Een vriendin in Israël vroeg me of Spinoza raad zou weten in de huidige situatie. De vraag komt niet uit het niets. Spinoza’s filosofie biedt een leidraad voor het leven, bij uitstek in moeilijke omstandigheden.
De troost en de wijsheid die Spinoza’s denken biedt, heb ik verwoord in een lezing over hoe Spinoza ons leert om te gaan met onzekere tijden. Hier reageer ik (op verzoek van de redactie) op het artikel van Victor Kal in De Vrijdagavond van 12 oktober 2023.
In ‘Spinoza wil onafhankelijke meningsvorming de pas afsnijden’ stelt Kal de volgende zaken aan de orde die ik nader zal onderzoeken:
- Er is in Nederland sprake van een sekte die, onder leiding van Jonathan Israel, Spinoza vereert als de profeet van de moderne vrijheid, democratie en tolerantie.
- Spinoza valt het jodendom aan en verdedigt het christendom als bron voor een stabiele samenleving. Kal verwijst hiervoor naar Benzion J. Hirsch.

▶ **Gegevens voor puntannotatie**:
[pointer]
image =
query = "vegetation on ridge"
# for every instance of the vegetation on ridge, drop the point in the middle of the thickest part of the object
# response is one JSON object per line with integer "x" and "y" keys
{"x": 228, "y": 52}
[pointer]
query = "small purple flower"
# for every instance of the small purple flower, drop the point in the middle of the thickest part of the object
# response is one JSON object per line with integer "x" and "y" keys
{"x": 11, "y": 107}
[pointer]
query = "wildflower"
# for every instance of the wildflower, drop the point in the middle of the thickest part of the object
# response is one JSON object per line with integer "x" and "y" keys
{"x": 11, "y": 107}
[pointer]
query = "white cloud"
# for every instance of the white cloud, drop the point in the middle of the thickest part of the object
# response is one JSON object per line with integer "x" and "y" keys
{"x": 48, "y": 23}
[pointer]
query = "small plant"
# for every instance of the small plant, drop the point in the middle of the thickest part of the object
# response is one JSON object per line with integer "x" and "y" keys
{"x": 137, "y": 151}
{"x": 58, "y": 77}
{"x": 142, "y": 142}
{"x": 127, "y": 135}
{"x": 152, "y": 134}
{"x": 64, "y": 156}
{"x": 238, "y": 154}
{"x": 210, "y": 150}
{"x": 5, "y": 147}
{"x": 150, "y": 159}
---
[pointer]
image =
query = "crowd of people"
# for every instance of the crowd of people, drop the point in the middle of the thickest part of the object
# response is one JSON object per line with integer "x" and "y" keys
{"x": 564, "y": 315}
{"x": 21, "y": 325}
--
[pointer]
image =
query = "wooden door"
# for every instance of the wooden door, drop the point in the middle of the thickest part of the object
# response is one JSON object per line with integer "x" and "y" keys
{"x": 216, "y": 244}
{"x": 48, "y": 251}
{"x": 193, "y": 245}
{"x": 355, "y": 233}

▶ **Opdrachten**:
- A) Schrijf het stuk van "In ‘Spinoza wil" tot en met "democratie en tolerantie." uit de tekst over Spinoza woordelijk over.
- B) Verzamel uit de lijst alle regels waarin het woord "white" voorkomt.

▶ **Uitkomsten**:
- A)
In ‘Spinoza wil onafhankelijke meningsvorming de pas afsnijden’ stelt Kal de volgende zaken aan de orde die ik nader zal onderzoeken:
- Er is in Nederland sprake van een sekte die, onder leiding van Jonathan Israel, Spinoza vereert als de profeet van de moderne vrijheid, democratie en tolerantie.

- B)
query = "white cloud"
# for every instance of the white cloud, drop the point in the middle of the thickest part of the object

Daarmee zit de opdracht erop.